• **Übungsaufgaben**:
1. Beantworte zum Text über Henry Cohn-Bloch diese Fragen:
(a) Welchen Beruf hatte Henry Cohn-Bloch?
(b) An welchem Datum verfasste das Stadt- und Flussbad sein Antwortschreiben?
(c) Wem war laut diesem Antwortschreiben der Zutritt zum städtischen Flussbad Lichtenberg nicht gestattet?
2. Führe den Text über Henry Cohn-Bloch nach seinem letzten Satz weiter.

• **Textblock**:

• • • • •

Eine jüdische Geschichte im Jahr der Olympischen Sommerspiele 1936

18.03.2015 Historisches Kommentare geschlossen

Das Schicksal des Henry Cohn-Bloch

Eine Postkarte als stummes Zeugnis
Bei unseren Recherchen zur Geschichte des Fluss- und Stadtbades Lichtenberg stießen wir auf ein unscheinbares Dokument: eine Postkarte des jüdischen Kaufmanns Henry Cohn-Bloch. Ihr Bearbeitungsvermerk zeigt, wie tief die Diskriminierung jüdischer Bürger bereits in den Verwaltungsalltag eingebettet war:

25. Juni 1936 – Antwortschreiben des Stadt- und Flussbades:
„Nichtariern ist nach wie vor der Zutritt zum städtischen Flussbad Lichtenberg nicht gestattet.“
Diese kurze Zeile macht deutlich: Die Ausgrenzung jüdischer Mitbürger war kein lokaler Zufall, sondern das Ergebnis eines gesamten Apparates – abgestimmt, bürokratisch, kalt.

• • • • •

• **Gesammelte Daten**:
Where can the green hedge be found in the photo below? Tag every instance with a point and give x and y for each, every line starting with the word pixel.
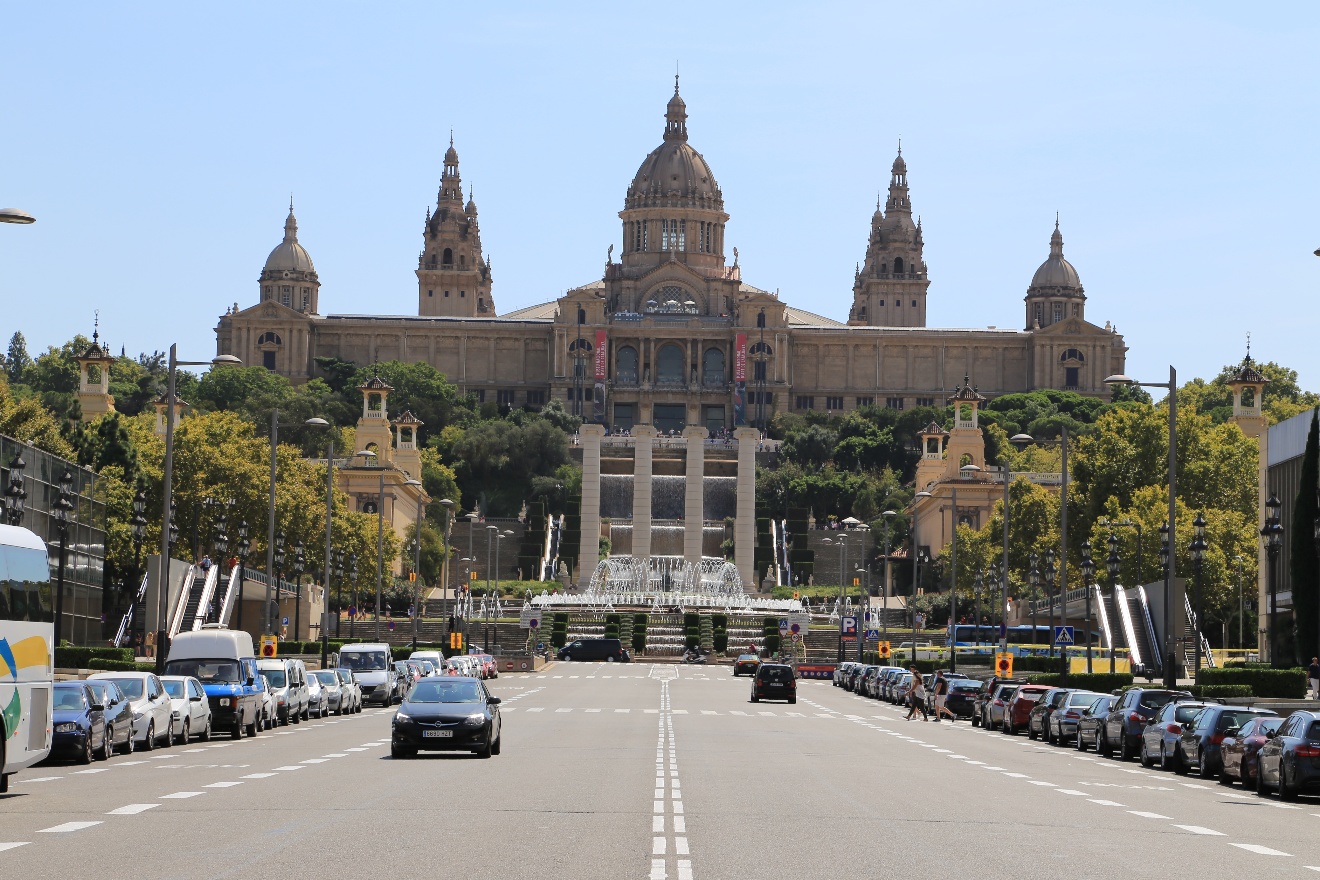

• • • • •

• **Schriftliche Antworten**:
1.
(a) Er war jüdischer Kaufmann.
(b) Am 25. Juni 1936.
(c) Nichtariern.

2.
Historischer Hintergrund
Mit der Ernennung Adolf Hitlers zum Reichskanzler am 30. Januar 1933 begann die systematische Entrechtung der jüdischen Bevölkerung.
1. April 1933: Reichsweiter Boykott jüdischer Geschäfte.
1933–1935: Entlassung jüdischer Beamter, Ärzte und Anwälte, Ausschluss von Kindern aus Schulen und Universitäten.
September 1935: Die Nürnberger Gesetze entzogen Juden die Staatsbürgerrechte und verboten Eheschließungen mit Nichtjuden.
Ab 1935: massive Einschränkungen der freien Berufsausübung.
Auch international wuchs die Kritik, besonders im Vorfeld der Olympischen Spiele 1936. Zwar versprach die NS-Regierung, die olympischen Regeln einzuhalten – tatsächlich wurde jedoch kein einziger jüdischer Sportler in die deutsche Mannschaft aufgenommen.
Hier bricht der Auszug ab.